-------- Page extract
President Mohamed Ould Abdel Aziz has returned to Mauritania after being in France for five weeks recovering after being shot by a soldier in what officials claim was an accident.
On October 13, Ould Abdel Aziz left the capital city, Nouakchott, in a private, unmarked car for a drive in the desert.
Aziz later said that he had the habit of going out without his official convoy. He failed to stop at a checkpoint on the outskirts of the capital, and guards opened fire - hitting him in the stomach.
Before being airlifted to France the next day, the president invited reporters for a bedside interview in his hospital room to show the country that he was conscious and able to function.
His absence had been marked by weeks of opposition protests, who have questioned the president's ability to lead the country after the attack and decried what they described as the power vaccuum it had created.
Ould Abdel Aziz made no statement upon his arrival at the Nouakchott airport on Saturday, but greeted the thousands of Mauritanians who lined the road from the airport to welcome him back.
The 55-year-old leader travelled along the streets in the back of a roofless car, shaking hands and waving at the crowd.
Supporters had brought out giant posters of the president, as well as banners welcoming him home.
----------------
-------- Source data
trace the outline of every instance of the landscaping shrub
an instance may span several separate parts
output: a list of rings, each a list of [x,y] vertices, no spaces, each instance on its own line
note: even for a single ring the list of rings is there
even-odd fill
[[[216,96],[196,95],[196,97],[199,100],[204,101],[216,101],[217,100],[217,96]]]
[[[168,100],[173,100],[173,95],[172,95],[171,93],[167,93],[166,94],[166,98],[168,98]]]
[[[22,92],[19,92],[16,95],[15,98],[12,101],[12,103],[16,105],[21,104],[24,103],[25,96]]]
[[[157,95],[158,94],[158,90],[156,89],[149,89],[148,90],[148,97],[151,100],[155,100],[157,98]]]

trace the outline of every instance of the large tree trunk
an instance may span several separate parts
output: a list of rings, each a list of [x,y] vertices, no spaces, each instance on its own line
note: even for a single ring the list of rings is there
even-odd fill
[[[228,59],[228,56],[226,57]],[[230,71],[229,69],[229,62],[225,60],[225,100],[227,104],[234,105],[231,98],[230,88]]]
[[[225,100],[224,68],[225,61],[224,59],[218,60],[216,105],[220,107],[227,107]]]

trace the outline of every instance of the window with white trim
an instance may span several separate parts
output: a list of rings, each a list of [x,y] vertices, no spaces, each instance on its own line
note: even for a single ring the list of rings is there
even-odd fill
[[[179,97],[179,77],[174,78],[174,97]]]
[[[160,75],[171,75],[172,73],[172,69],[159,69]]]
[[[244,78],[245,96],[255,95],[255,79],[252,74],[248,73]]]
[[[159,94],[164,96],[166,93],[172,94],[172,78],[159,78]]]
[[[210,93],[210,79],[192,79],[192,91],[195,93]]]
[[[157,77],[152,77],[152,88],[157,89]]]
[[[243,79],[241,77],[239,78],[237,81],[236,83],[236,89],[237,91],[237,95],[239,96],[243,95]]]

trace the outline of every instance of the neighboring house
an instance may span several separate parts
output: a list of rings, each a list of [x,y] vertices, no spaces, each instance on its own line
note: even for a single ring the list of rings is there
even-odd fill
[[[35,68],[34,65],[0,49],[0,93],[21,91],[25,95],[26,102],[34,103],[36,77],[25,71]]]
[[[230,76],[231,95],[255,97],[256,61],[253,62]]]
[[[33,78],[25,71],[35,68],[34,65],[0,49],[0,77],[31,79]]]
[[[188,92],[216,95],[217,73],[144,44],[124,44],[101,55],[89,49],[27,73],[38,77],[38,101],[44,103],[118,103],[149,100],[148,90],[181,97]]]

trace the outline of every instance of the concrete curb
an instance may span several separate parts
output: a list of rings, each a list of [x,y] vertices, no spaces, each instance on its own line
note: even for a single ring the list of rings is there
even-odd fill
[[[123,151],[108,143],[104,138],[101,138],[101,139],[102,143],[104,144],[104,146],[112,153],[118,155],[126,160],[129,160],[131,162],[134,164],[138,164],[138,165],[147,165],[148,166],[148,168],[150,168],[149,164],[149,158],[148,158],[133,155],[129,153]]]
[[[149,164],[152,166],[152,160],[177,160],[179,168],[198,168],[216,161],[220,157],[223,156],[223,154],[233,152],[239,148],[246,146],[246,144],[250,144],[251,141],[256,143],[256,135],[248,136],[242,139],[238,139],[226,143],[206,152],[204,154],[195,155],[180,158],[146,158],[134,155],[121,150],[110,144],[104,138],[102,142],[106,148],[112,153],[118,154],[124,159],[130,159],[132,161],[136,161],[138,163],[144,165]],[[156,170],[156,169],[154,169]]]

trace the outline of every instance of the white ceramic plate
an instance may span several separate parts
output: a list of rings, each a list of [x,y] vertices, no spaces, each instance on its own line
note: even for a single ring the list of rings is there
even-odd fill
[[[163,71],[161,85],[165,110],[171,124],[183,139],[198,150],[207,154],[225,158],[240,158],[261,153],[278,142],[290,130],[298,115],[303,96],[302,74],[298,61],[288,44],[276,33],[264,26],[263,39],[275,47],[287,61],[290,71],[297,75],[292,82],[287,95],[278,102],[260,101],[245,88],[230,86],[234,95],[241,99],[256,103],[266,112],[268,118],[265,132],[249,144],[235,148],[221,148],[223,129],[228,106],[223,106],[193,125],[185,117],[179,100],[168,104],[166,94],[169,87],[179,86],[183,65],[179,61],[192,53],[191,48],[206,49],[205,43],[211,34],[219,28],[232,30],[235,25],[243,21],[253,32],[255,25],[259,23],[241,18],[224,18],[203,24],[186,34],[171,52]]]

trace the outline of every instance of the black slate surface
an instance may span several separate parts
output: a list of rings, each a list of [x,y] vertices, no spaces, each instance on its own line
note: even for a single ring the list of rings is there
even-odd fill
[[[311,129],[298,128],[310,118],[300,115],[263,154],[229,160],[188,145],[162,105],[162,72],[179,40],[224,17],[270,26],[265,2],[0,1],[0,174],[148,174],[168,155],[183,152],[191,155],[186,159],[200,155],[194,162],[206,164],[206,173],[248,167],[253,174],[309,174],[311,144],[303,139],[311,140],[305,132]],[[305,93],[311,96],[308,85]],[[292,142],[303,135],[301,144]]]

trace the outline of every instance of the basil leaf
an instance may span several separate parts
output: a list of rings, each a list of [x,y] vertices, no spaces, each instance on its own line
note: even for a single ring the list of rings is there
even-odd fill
----------------
### Activity list
(a) Translate this sentence from the article on the Mauritanian president's return into Spanish: "The 55-year-old leader travelled along the streets in the back of a roofless car, shaking hands and waving at the crowd."
(b) Summarize the article on the Mauritanian president's return in two sentences.
(c) Write the next part of the article on the Mauritanian president's return, picking up after its final sentence.

### Your written answers
(a) El líder de 55 años recorrió las calles en la parte trasera de un coche sin techo, estrechando manos y saludando a la multitud.

(b) Mauritanian President Mohamed Ould Abdel Aziz returned home after five weeks in France recovering from a gunshot wound that officials claim was accidental, suffered when guards fired on his private, unmarked car at a checkpoint on the outskirts of Nouakchott. His absence had brought weeks of opposition protests, and on his return he made no statement but greeted the thousands of Mauritanians who lined the road from the airport.

(c)
His return puts an end to speculation over the state of his health, as well as over the future of the country - as analysts had warned that his extended departure could create the instability needed for another coup in the desert nation which has suffered six since the 1970s.
"At no moment did I fear a coup d'etat by the army... because [our army] has better things to do than lead coup d'etats," Ould Abdel Aziz told the French radio station Radio France International on Saturday morning.
"I have total confidence in the Mauritanian military."
Formerly a general in the army, Ould Abdel Aziz came to power himself in a 2008 coup, ousting the country's first and only democratically elected leader.
His coup was widely denounced by the international community, but he has since become a key ally of the West in the fight al Qaeda in Africa.
Mauritania has led raids across the border into Mali to root out fighters from al-Qaeda's North African branch.